WORK INSTRUCTIONS: Express every one of the items below as a two-column CSV with the headers "item_text" and "answer," one row per item. Put each item's text and its answer in a single quoted field, turning line breaks into spaces.

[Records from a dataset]
--------------------
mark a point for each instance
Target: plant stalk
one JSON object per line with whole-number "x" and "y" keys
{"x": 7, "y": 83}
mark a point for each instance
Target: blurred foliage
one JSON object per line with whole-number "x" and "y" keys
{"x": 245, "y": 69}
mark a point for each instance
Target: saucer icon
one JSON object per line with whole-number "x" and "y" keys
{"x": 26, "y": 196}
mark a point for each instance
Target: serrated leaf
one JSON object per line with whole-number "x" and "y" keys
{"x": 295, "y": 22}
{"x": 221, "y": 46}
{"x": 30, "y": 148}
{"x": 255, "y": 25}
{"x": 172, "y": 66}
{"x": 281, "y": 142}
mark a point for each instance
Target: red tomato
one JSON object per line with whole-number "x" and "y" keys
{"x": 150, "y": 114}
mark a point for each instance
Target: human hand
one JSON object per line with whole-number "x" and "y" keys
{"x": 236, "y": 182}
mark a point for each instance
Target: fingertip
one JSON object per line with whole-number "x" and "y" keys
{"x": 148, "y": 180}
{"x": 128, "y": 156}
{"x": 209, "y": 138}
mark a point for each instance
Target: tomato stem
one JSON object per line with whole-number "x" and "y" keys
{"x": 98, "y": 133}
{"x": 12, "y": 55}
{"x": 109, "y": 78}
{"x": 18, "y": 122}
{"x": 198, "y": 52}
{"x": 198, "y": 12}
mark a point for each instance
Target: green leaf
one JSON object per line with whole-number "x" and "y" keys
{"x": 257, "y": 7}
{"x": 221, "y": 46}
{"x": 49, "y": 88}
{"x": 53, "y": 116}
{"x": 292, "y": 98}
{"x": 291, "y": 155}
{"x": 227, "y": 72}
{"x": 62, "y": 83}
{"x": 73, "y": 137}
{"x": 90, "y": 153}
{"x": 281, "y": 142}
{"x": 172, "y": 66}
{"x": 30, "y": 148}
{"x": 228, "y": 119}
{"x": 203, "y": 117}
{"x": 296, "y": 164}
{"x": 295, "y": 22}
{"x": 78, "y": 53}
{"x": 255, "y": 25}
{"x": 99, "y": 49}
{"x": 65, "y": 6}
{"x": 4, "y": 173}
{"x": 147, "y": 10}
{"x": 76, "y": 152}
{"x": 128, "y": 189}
--------------------
RESPONSE TO THE EXERCISE:
item_text,answer
"mark a point for each instance Target: plant stalk one JSON object per line with whole-number ""x"" and ""y"" keys","{""x"": 7, ""y"": 83}"
"mark a point for each instance Target: blurred foliage one JSON object per line with whole-number ""x"" and ""y"" keys","{""x"": 245, ""y"": 69}"
"mark a point for each instance Target: saucer icon one JSON object per line with whole-number ""x"" and ""y"" keys","{""x"": 26, ""y"": 196}"
"mark a point for each instance Target: serrated leaf one JSON object per line with whole-number ""x"" and ""y"" keys","{""x"": 295, ""y"": 22} {""x"": 221, ""y"": 46} {""x"": 30, ""y"": 148} {""x"": 255, ""y"": 25} {""x"": 172, ""y"": 66} {""x"": 281, ""y"": 142}"
"mark a point for each instance Target: red tomato one JSON object per line with whole-number ""x"" and ""y"" keys","{""x"": 150, ""y"": 114}"
"mark a point for each instance Target: human hand one JSON object per line with whole-number ""x"" and ""y"" keys","{""x"": 236, ""y"": 182}"
"mark a point for each instance Target: fingertip one JSON object per line with whole-number ""x"" and ""y"" keys","{""x"": 148, ""y"": 180} {""x"": 128, ""y"": 156} {""x"": 209, ""y"": 138}"
"mark a point for each instance Target: tomato stem one JSON object per line with whole-number ""x"" and ""y"" keys","{""x"": 98, ""y"": 133} {""x"": 12, ""y"": 55} {""x"": 109, ""y"": 78} {""x"": 18, ""y"": 122} {""x"": 198, ""y"": 52} {""x"": 198, ""y"": 12}"
"mark a point for each instance Target: green leaf one JSON object per line with whole-number ""x"" and ""y"" keys","{""x"": 257, ""y"": 7} {""x"": 221, ""y"": 46} {""x"": 49, ""y"": 88} {""x"": 53, ""y"": 116} {""x"": 292, ""y"": 98} {""x"": 291, ""y"": 155} {""x"": 227, ""y"": 72} {""x"": 62, ""y"": 83} {""x"": 73, ""y"": 137} {""x"": 90, ""y"": 153} {""x"": 281, ""y"": 142} {""x"": 172, ""y"": 66} {""x"": 30, ""y"": 148} {""x"": 228, ""y"": 119} {""x"": 203, ""y"": 117} {""x"": 296, ""y"": 164} {""x"": 295, ""y"": 22} {""x"": 78, ""y"": 53} {""x"": 255, ""y"": 25} {""x"": 99, ""y"": 49} {""x"": 65, ""y"": 6} {""x"": 4, ""y"": 173} {""x"": 147, ""y"": 10} {""x"": 76, ""y"": 152} {""x"": 128, ""y"": 189}"